Write out the lines from the line containing "Can you see the gray" through the final line of the listing below, exactly, omitting every other line.

☆ ☆ ☆ ☆ ☆ ☆ ☆

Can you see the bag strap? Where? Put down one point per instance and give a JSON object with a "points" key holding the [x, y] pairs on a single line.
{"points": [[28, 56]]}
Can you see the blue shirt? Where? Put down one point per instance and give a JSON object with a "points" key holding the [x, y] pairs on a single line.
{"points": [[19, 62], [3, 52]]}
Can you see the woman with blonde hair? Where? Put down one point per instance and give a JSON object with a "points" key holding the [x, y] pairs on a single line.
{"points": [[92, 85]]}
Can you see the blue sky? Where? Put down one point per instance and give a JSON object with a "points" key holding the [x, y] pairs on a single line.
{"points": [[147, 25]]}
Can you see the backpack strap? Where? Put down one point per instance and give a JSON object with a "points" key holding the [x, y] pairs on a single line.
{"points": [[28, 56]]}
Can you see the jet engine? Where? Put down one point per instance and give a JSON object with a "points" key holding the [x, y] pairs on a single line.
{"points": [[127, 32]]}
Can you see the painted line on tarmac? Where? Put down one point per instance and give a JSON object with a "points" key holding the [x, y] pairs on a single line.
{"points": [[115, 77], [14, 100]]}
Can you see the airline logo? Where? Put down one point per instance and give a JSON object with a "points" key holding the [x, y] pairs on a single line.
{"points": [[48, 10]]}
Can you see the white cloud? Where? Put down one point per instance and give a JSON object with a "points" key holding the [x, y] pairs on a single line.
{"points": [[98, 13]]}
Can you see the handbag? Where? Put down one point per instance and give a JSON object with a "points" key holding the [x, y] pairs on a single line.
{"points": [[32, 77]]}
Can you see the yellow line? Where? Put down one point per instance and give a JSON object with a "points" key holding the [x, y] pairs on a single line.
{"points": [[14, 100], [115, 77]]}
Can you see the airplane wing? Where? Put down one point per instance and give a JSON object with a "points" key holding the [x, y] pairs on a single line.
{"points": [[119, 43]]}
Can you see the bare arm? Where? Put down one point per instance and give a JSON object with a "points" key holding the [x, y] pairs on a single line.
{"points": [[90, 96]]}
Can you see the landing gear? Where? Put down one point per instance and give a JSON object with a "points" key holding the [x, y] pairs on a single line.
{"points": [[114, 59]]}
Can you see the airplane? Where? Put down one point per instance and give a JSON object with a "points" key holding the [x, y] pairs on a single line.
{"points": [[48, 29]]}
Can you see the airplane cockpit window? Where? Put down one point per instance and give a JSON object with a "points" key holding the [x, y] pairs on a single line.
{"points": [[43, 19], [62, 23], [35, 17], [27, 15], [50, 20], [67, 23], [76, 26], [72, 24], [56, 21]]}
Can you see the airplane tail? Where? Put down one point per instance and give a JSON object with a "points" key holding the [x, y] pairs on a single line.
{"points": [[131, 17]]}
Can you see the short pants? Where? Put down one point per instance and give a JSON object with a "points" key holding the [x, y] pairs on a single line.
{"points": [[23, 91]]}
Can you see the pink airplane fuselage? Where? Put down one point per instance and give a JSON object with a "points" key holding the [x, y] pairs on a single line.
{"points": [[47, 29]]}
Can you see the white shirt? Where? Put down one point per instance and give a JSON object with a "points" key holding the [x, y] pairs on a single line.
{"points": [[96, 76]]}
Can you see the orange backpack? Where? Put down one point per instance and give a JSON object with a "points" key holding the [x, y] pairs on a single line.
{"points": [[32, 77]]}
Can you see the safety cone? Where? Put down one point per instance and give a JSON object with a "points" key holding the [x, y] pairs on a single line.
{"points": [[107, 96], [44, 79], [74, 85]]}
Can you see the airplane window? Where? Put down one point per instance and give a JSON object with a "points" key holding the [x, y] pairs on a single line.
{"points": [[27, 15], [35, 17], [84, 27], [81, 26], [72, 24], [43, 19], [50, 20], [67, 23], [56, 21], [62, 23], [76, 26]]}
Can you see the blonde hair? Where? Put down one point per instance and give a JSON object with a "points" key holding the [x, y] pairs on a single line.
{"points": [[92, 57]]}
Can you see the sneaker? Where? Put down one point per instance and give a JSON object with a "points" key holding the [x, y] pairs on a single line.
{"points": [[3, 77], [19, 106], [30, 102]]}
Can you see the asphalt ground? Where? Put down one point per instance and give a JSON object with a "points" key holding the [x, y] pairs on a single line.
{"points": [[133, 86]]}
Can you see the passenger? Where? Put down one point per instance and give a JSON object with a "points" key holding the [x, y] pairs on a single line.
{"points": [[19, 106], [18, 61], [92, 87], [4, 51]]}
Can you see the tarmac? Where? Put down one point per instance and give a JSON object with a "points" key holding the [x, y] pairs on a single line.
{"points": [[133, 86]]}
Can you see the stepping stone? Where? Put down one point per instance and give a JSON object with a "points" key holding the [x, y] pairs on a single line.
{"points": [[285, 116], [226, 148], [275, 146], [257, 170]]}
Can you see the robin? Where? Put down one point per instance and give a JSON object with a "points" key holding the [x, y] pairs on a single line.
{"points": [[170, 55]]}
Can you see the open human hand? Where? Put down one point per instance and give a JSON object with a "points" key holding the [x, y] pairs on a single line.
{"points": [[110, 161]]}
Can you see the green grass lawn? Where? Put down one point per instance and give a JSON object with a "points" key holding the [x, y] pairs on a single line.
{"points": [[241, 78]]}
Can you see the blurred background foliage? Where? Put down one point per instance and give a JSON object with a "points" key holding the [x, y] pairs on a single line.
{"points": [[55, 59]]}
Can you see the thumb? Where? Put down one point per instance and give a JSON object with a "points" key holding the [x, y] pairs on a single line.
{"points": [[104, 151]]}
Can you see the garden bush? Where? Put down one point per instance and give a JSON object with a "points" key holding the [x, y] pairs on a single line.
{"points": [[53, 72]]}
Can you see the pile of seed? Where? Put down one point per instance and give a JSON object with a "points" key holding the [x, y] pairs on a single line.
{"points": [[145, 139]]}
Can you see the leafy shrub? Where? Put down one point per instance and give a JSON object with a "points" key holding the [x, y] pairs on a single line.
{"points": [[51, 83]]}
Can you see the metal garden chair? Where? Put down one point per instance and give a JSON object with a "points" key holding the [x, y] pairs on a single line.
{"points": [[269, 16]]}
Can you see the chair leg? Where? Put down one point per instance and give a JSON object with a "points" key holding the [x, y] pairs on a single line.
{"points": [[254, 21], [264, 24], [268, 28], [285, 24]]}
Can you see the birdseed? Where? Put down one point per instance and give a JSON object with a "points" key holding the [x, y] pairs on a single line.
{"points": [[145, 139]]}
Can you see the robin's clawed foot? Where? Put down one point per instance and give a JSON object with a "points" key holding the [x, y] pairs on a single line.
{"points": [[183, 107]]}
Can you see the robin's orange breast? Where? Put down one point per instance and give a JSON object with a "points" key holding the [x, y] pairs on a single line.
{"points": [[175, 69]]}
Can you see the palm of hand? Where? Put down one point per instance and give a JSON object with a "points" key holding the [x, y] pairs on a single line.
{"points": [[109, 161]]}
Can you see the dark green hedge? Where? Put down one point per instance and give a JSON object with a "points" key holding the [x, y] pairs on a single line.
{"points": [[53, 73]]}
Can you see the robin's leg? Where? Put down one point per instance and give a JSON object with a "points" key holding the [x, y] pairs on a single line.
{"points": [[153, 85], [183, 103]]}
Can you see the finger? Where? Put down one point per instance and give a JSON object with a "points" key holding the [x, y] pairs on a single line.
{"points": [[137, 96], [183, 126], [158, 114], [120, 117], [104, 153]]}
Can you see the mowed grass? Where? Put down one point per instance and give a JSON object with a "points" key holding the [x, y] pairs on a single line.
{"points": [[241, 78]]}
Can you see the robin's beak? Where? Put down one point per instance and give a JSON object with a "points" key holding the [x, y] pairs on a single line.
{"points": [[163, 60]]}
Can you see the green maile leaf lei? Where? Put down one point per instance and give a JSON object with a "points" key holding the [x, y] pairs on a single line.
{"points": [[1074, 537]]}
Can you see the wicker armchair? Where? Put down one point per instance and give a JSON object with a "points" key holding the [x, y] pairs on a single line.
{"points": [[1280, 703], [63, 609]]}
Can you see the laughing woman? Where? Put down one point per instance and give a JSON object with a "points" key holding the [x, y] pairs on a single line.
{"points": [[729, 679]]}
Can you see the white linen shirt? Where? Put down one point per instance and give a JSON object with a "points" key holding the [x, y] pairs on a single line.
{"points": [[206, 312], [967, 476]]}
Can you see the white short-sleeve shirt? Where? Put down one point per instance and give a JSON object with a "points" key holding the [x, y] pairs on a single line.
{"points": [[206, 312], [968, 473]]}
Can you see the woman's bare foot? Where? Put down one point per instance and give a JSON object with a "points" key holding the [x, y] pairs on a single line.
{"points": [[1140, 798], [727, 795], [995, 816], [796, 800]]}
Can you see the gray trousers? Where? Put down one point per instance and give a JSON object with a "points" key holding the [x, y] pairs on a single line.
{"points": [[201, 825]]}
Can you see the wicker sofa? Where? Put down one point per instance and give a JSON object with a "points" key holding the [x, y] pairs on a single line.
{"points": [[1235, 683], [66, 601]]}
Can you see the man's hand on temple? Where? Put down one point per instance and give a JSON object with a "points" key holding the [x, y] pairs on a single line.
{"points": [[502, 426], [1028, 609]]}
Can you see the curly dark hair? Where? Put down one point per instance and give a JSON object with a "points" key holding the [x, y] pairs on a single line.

☆ ☆ ☆ ☆ ☆ ☆ ☆

• _Problem solution_
Can you see the gray trousers? Where? Put down one point per instance and give a JSON object with a "points" key holding the [x, y] pairs on a single line.
{"points": [[201, 825]]}
Can you see the wicker sofa? Where? Put down one point per instance and give a JSON object with a "points" key holding the [x, y] pairs on a single line.
{"points": [[1235, 683], [66, 601]]}
Can you see the man's hand on temple? Where? Put down one point per instance and give a JSON object with a "points" key holding the [x, y] pairs on a single line.
{"points": [[502, 426], [1028, 609]]}
Can you see the curly dark hair? Where? Put down one point per instance and give a JSON object with a "points" key holding the [x, y] pairs on a single line.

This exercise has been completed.